In the article about the Freeland couple's photo book, how many pages does the self-published book have?

▶ _PASSAGE FOR REVIEW_:
● ● ● ● ● ● ●

Arts and Entertainment

Love of Life: Freeland couple publishes book of island photos

A new photo book by Freeland residents Sue Averett and Erick Westphal is a visual journey up and down Whidbey Island.  - Photo courtesy of Sue Averett
A new photo book by Freeland residents Sue Averett and Erick Westphal is a visual journey up and down Whidbey Island.
— image credit: Photo courtesy of Sue Averett

Sue Averett and Erick Westphal are in love with Whidbey Island.

So much so that the Freeland wife and husband have compiled a multitude of colorful photographs that feature every nook and cranny of the island that they’ve captured since they became full-time residents in 2008. Their book is titled “Whidbey Magic, A quintessential photo collection of Whidbey Island life.”

“It wasn’t possible to put every wonderful thing into the book,” Averett said, referring to the wonderland she calls home.

So out of the hundreds of photos that they took on their old Sony Cybershot, they managed to choose those that create this self-published 124 page homage to Whidbey Island.

“We literally pinch ourselves everyday that we get to live in this beautiful place,” Averett said.

And they said they wanted to capture that certain magnetism that folks say draws them to Whidbey and makes them want to settle there.

“But also we just really tried to get the photos that  — well if somebody who came here for a week or two in the summer could see all the places they went,” she added.

When they came to visit the first time about six years ago, they knew they wanted to eventually stay.

Averett and Westphal hail from the San Francisco Bay Area where they lived and worked for the past 30 years, with an eye to returning to Averett’s Northwest roots. She was born in Seattle.

Averett works as a Reiki practitioner and teacher who owns Whidbey Island Reiki, which she operates from home. She also practices Reiki at the Reboot Center for Innovative Medicine in Freeland.

Westphal works as a youth advocate at the Hub After School Program in Langley, as well as working several hours per week at Timbuktu Java Bar & Gallery in Freeland.

But when the couple is not working, their camera is always with them, and “Whidbey Magic” is the proof of that.

“From our first journey here, Whidbey wove her magical spell, and after a few visits, she became home,” they write in the introduction of the book.

“We exhaled, and began to revel in the tapestry of artistic expression, activism, locavore eating, the constant embrace of nature and the spirit of ‘island time.’ There is a strong intention here to create a life good for all.”

Besides the nine-page introduction in which Averett and Westphal talk about their impetus for the book, and about what they’ve gleaned from living on the island thus far, it’s really just a very comprehensive visual look at every area of the island.

● ● ● ● ● ● ●

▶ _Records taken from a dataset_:
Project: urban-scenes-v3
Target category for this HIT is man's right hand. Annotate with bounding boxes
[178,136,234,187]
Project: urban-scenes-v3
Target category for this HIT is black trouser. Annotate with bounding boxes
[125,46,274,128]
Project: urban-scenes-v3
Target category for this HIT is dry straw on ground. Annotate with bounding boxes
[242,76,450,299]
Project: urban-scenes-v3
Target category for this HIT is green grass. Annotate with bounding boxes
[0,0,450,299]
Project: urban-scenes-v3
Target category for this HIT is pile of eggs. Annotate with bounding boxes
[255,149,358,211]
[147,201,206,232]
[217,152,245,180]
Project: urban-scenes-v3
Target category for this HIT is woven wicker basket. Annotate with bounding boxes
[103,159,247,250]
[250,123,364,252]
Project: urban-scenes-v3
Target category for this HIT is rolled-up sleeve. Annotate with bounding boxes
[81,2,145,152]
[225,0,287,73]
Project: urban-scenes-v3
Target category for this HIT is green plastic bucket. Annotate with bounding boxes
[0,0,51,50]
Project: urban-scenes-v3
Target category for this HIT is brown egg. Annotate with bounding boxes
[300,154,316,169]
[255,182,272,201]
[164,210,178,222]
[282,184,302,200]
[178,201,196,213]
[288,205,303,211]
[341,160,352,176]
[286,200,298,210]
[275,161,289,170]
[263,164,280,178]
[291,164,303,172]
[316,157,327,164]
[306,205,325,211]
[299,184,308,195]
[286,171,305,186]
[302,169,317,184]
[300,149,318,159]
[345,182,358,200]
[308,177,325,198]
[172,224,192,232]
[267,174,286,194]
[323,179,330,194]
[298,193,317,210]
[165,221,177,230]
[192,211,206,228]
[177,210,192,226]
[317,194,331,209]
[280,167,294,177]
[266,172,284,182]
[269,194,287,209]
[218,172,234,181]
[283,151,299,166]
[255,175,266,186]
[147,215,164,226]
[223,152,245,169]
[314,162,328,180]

● ● ● ● ● ● ●

▶ _YOUR RESPONSE_: 124 pages